§ Given instruction:
From the arbitration passage, extract the section beginning at the words "Classifications Of Arbitration." and ending after "goods or services.", copying it word for word.

General principles of arbitration are as follows:
Arbitrators, or Tribunal members, are commonly appointed by one of three means:
1. Directly by the disputing parties (by mutual agreement, or by each party appointing one arbitrator)
2. By existing tribunal members (For example, each side appoints one arbitrator and then the arbitrators appoint a third)
3. By an external party (For example, the court or an individual or institution nominated by the parties)
Arbitration, while being nicknamed the ‘businessman’s method of resolving disputes’, is governed by state and federal law. Most states have provisions in their civil practice rules for arbitration. These provide a basic template for the arbitration as well as procedures for confirmation of an arbitrator’s award (the document that gives and explains the decision of an arbitrator), a procedure that gives an award the force and effect of a judgment after a trial in a court. Many states have adopted the Uniform Arbitration Act, although some states have specific and individual rules for arbitration.
Classifications Of Arbitration.
1. Commercial Arbitration is the most common of disputes. Just as it sounds, it is a dispute between two commercial enterprises.
2. Consumer Arbitration surrounds disputes between a consumer and a supplier of goods or services.
3. Labor Arbitration involves the settlement of employment related disputes. This form or arbitration can be divided into two main categories: Rights Arbitration and Interest Arbitration.

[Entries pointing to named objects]

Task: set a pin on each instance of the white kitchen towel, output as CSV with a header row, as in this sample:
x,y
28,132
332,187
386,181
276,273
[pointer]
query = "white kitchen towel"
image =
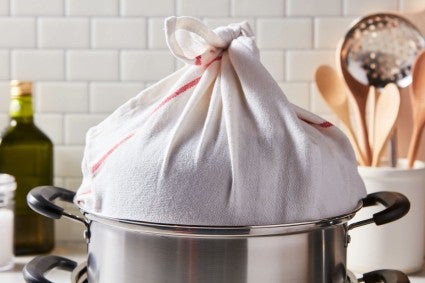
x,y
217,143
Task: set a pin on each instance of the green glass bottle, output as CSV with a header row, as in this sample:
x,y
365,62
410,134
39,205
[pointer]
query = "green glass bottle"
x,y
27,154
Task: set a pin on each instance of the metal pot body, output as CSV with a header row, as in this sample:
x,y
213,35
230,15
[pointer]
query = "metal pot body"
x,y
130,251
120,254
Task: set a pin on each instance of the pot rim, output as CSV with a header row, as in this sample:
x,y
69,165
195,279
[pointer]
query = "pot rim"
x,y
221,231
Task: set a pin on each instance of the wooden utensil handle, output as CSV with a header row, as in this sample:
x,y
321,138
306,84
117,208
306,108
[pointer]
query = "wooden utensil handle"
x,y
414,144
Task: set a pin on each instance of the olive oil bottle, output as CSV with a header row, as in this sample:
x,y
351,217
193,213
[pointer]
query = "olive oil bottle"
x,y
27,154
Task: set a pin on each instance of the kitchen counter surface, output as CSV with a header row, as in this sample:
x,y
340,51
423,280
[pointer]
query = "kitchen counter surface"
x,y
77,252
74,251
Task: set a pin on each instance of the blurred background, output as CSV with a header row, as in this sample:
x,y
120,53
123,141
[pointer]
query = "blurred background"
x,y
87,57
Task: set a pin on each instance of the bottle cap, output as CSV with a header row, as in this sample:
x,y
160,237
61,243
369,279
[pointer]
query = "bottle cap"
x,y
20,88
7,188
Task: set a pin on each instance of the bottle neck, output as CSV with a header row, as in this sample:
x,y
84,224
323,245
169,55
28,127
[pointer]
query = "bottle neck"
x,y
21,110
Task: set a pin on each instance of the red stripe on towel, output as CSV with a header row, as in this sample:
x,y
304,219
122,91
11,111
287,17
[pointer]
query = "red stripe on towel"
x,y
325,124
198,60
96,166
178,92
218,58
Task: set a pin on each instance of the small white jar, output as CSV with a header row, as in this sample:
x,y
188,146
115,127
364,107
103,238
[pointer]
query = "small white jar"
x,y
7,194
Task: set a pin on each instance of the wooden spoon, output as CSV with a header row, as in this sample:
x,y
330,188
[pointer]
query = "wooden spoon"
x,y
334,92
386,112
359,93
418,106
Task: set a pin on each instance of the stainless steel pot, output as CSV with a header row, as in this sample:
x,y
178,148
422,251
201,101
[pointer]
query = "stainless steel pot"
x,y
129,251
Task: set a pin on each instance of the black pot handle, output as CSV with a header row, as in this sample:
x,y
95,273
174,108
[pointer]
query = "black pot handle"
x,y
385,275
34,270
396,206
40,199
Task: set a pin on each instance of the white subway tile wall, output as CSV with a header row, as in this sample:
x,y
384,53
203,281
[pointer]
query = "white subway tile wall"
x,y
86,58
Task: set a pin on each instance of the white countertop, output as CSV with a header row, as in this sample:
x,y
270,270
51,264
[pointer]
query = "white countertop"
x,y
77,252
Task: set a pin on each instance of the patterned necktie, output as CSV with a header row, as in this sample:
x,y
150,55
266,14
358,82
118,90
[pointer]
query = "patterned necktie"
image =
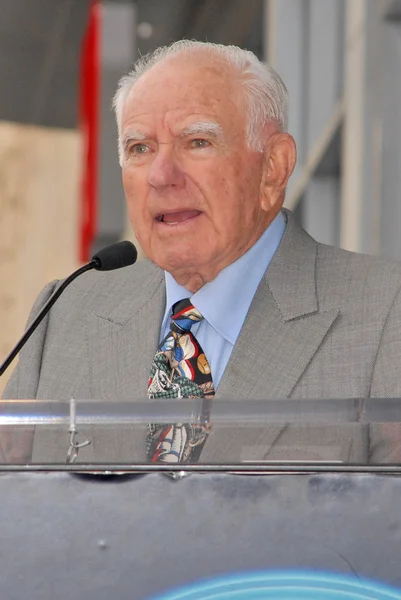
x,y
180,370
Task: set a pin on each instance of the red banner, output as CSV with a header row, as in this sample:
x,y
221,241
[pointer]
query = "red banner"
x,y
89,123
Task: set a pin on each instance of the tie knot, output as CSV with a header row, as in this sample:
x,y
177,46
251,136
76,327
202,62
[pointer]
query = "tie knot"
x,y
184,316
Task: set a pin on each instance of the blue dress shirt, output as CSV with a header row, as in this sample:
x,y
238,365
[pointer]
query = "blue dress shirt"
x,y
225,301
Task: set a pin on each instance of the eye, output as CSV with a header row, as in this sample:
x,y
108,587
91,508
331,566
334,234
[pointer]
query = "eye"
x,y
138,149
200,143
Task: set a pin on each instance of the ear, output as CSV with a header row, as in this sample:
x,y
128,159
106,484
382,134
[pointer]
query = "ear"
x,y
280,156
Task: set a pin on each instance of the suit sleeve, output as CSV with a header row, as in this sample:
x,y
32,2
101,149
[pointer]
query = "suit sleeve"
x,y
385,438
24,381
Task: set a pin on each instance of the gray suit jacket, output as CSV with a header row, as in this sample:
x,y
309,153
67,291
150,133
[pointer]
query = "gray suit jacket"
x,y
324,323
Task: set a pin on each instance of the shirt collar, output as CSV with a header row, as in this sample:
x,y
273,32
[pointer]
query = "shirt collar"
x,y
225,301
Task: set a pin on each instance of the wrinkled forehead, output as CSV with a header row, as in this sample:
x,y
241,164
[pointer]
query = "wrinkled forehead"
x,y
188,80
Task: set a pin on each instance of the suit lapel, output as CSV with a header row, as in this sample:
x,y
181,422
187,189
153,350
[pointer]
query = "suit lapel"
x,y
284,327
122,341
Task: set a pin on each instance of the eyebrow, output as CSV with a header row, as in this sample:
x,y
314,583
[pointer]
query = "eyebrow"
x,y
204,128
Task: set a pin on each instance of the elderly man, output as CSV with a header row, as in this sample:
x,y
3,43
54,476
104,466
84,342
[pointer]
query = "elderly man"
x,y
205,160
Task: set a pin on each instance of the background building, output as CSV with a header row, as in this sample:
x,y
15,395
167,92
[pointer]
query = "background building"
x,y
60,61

§ Solution to this problem:
Classifications Of Arbitration.
1. Commercial Arbitration is the most common of disputes. Just as it sounds, it is a dispute between two commercial enterprises.
2. Consumer Arbitration surrounds disputes between a consumer and a supplier of goods or services.